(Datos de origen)
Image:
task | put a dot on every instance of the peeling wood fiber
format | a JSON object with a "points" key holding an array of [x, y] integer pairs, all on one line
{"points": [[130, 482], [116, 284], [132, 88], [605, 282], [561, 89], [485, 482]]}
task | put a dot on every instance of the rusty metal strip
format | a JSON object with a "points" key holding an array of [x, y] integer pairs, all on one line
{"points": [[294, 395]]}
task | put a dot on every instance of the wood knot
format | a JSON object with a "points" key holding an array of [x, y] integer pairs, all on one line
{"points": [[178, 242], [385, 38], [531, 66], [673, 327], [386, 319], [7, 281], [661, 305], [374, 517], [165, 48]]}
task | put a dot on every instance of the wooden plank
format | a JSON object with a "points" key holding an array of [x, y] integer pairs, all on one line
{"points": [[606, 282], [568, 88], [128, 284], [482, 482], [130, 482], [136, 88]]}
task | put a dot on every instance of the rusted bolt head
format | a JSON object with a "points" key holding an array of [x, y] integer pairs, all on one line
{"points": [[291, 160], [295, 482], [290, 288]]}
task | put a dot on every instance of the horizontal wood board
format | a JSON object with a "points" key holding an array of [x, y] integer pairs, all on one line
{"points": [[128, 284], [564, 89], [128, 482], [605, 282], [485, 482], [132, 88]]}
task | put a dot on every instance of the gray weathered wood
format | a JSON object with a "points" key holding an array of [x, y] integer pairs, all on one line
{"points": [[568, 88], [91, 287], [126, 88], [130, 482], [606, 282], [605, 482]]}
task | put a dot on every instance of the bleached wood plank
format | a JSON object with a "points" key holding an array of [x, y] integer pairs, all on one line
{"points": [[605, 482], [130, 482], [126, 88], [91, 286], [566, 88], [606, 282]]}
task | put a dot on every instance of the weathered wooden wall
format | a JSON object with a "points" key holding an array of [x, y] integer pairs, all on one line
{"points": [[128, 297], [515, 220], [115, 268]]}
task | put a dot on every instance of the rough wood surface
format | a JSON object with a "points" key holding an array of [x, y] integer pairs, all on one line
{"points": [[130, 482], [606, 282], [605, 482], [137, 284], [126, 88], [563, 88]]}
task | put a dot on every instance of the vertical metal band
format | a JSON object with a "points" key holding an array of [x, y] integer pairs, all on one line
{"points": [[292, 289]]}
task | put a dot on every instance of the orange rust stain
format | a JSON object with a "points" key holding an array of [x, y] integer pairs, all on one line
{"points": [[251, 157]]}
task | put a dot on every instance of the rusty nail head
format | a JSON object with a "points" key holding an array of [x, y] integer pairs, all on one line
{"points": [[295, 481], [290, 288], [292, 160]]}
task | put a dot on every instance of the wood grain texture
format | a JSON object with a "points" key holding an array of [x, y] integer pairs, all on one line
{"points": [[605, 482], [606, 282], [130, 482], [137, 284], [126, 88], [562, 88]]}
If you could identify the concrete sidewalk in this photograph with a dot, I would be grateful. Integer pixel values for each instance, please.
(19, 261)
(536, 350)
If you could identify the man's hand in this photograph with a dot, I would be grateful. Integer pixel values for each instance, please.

• [Objetivo de la tarea]: Reproduce al pie de la letra todos los registros anteriores, línea por línea.

• [Solución del problema]:
Image:
task | put a dot on every instance of the peeling wood fiber
format | a JSON object with a "points" key holding an array of [x, y] integer pairs, all on one line
{"points": [[130, 482], [116, 284], [132, 88], [605, 282], [561, 89], [485, 482]]}
task | put a dot on every instance of the rusty metal strip
format | a JSON object with a "points" key holding an array of [x, y] integer pairs, all on one line
{"points": [[294, 395]]}
task | put a dot on every instance of the wood knot
format | a JSON object with a "points" key holding an array of [x, y] integer pairs, all on one line
{"points": [[178, 242], [385, 38], [531, 66], [673, 327], [386, 319], [7, 281], [661, 305], [374, 517], [165, 48]]}
task | put a dot on every instance of the wooden plank
format | a JSON object with a "points" key holding an array of [x, y] integer pairs, all on one line
{"points": [[606, 282], [568, 88], [128, 284], [482, 482], [130, 482], [136, 88]]}
task | put a dot on every instance of the rusted bolt head
format | a JSON object with a "points" key holding an array of [x, y] integer pairs, all on one line
{"points": [[291, 160], [295, 482], [290, 288]]}
task | put a dot on every instance of the horizontal wood board
format | a JSON object with a "points" key holding an array of [x, y] integer pairs, all on one line
{"points": [[128, 284], [564, 89], [128, 482], [605, 282], [485, 482], [132, 88]]}
task | put a dot on every instance of the gray weathered wood
format | a JSON object with a "points" key holding an array of [x, y] integer pairs, all on one line
{"points": [[568, 88], [91, 287], [126, 88], [130, 482], [606, 282], [605, 482]]}
task | put a dot on every instance of the bleached wood plank
format | a JSON object with a "points" key holding an array of [x, y] integer pairs, all on one line
{"points": [[605, 482], [130, 482], [126, 88], [91, 286], [566, 88], [606, 282]]}
task | put a dot on every instance of the weathered wooden wall
format | a JSON object with a "points" key holding an array of [x, y] integer pairs, all on one line
{"points": [[128, 297], [515, 220], [115, 268]]}
task | put a dot on every instance of the rough wood surface
format | a JSON object with a "points" key holding an array of [x, y] integer pairs, all on one line
{"points": [[130, 482], [606, 282], [605, 482], [137, 284], [126, 88], [563, 88]]}
task | put a dot on every instance of the vertical metal band
format | a JSON object with a "points" key holding an array of [x, y] integer pairs, all on one line
{"points": [[292, 289]]}
task | put a dot on every instance of the orange rust stain
format | a JSON object with a "points" key holding an array of [x, y] integer pairs, all on one line
{"points": [[251, 157]]}
task | put a dot on every instance of the rusty nail head
format | a JSON object with a "points" key holding an array of [x, y] integer pairs, all on one line
{"points": [[295, 481], [290, 288], [292, 160]]}
task | put a dot on every instance of the wood grain texture
format | a JSON object with a "points" key holding an array of [x, y] integer pairs, all on one line
{"points": [[605, 482], [606, 282], [130, 482], [137, 284], [126, 88], [562, 88]]}
If you could identify the concrete sidewalk in this photograph with a dot, I would be grateful. Integer pixel values for each instance, please.
(19, 261)
(536, 350)
If you could identify the man's hand in this photograph with a dot, I would be grateful. Integer pixel values for each instance, please.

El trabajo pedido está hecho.